• À FAIRE:
1. Dans le texte, reprenez le passage allant de « 18 janvier 2008 » jusqu'à « ma passion ! » inclus, en substituant « tendresse » à « passion ».
2. Quelle date figure au-dessus du poème « Pourpre » dans le texte ?

• TEXTE À LIRE:
↓↓↓
Regards

Je pense à toi visiteur ! Quel pas t’a donc guidé à ma porte ? Serait-ce le pas tranquille du chineur indulgent ? Viens donc mon frère ! Je te propose mes rêves et mes espoirs. Et si tu veux bien, juste là, mes joies et mes peines. Et encore là, regarde, mes rires et mes pleurs. Et au fond, à l’abri des méchantes gens, mes peurs et mes faiblesses. Juste goûte et apprécie. Et trinquons, frère, là, à l’ombre de la passion.

Nom :
Lieu : Rabat, Morocco

18 janvier 2008

Pourpre

Photo KBB
Je suis là ! Oui, juste là !
Ne me vois-tu pas ?
Que ne contemples-tu l’azur de ta prunelle ?
Tu m’y verrais, resplendissant d’amour !
Eclipsant, frères, cousins, voisins
Combien beau je suis, quand je t’admire !
Là, juste là, chevauchant l’écume de ton regard
Je te crie ma passion !
↑↑↑
• DONNÉES FOURNIES:
↓↓↓
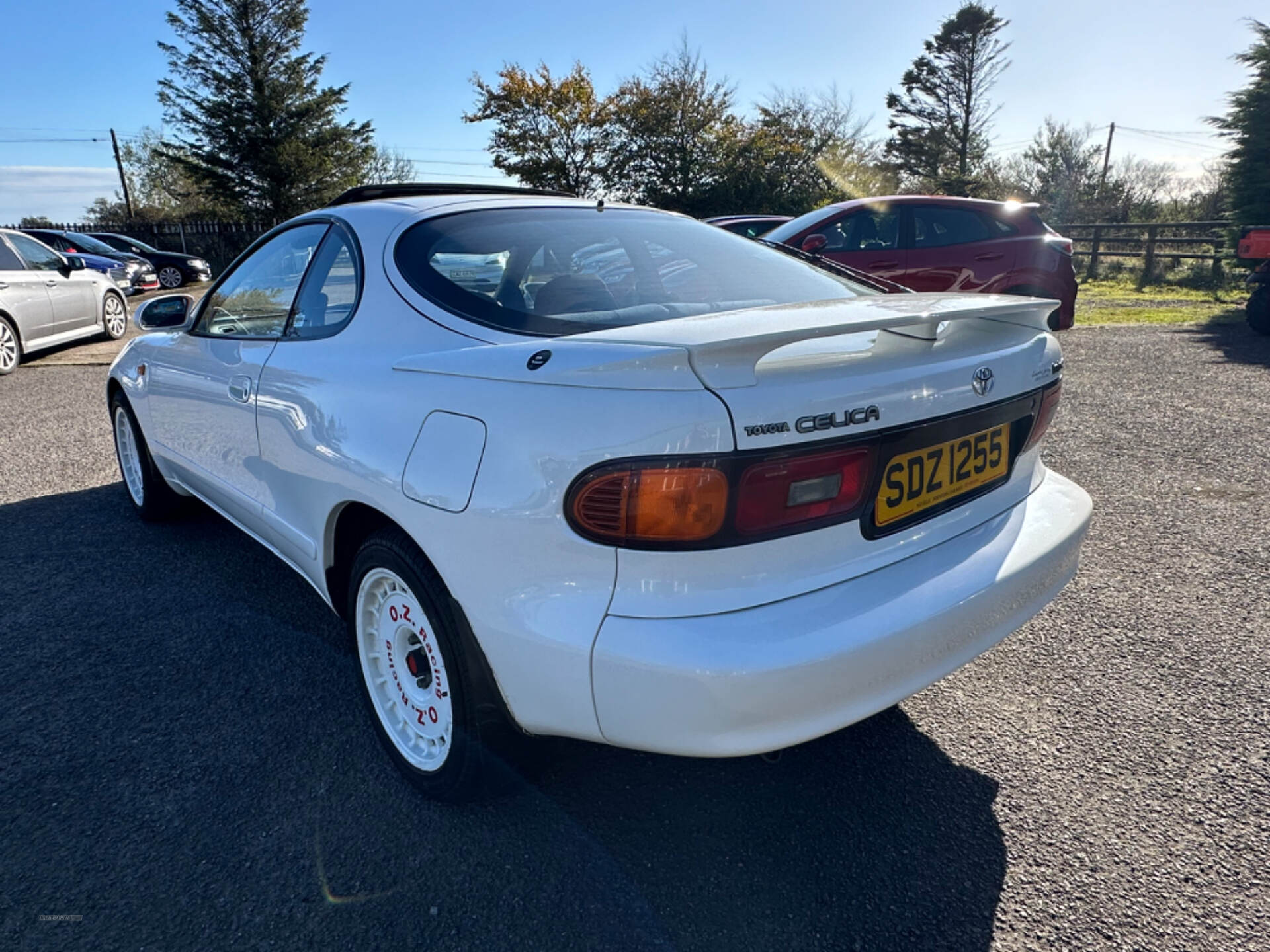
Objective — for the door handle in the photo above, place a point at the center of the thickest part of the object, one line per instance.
(240, 387)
↑↑↑
• RÉPONSES DANS L'ORDRE:
1.
18 janvier 2008

Pourpre

Photo KBB
Je suis là ! Oui, juste là !
Ne me vois-tu pas ?
Que ne contemples-tu l’azur de ta prunelle ?
Tu m’y verrais, resplendissant d’amour !
Eclipsant, frères, cousins, voisins
Combien beau je suis, quand je t’admire !
Là, juste là, chevauchant l’écume de ton regard
Je te crie ma tendresse !

2. Le 18 janvier 2008.